Records from a collection
——

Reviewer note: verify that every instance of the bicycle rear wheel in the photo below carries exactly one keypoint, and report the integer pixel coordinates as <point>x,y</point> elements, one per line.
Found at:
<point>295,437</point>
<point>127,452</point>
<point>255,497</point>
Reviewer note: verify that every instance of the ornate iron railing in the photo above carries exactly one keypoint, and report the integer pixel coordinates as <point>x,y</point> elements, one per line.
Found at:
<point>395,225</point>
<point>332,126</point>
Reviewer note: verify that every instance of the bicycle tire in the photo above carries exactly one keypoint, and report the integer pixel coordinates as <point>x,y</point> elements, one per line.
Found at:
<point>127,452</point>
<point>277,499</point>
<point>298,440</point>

——

- _Stated task_
Can you reproduce all of the material with each "Found at" relabeled as "Located at" and nothing else altered?

- _Response to the task_
Reviewer note: verify that every instance of the bicycle rear wheel in the photo below carries exactly one keypoint, and report the integer pixel coordinates as <point>x,y</point> elements, one per line.
Located at:
<point>295,437</point>
<point>127,452</point>
<point>255,497</point>
Reviewer note: verify that every instance of the ornate iron railing in the photo above carries exactly one keypoint, and report the integer pixel coordinates as <point>x,y</point> elements, one per line.
Located at:
<point>395,225</point>
<point>332,126</point>
Reviewer note: verify that every instance of the bicycle tire in the photo above carries exactly one keypoint, and report the integer pixel coordinates as <point>x,y</point> elements, one per line.
Located at:
<point>127,452</point>
<point>277,499</point>
<point>298,440</point>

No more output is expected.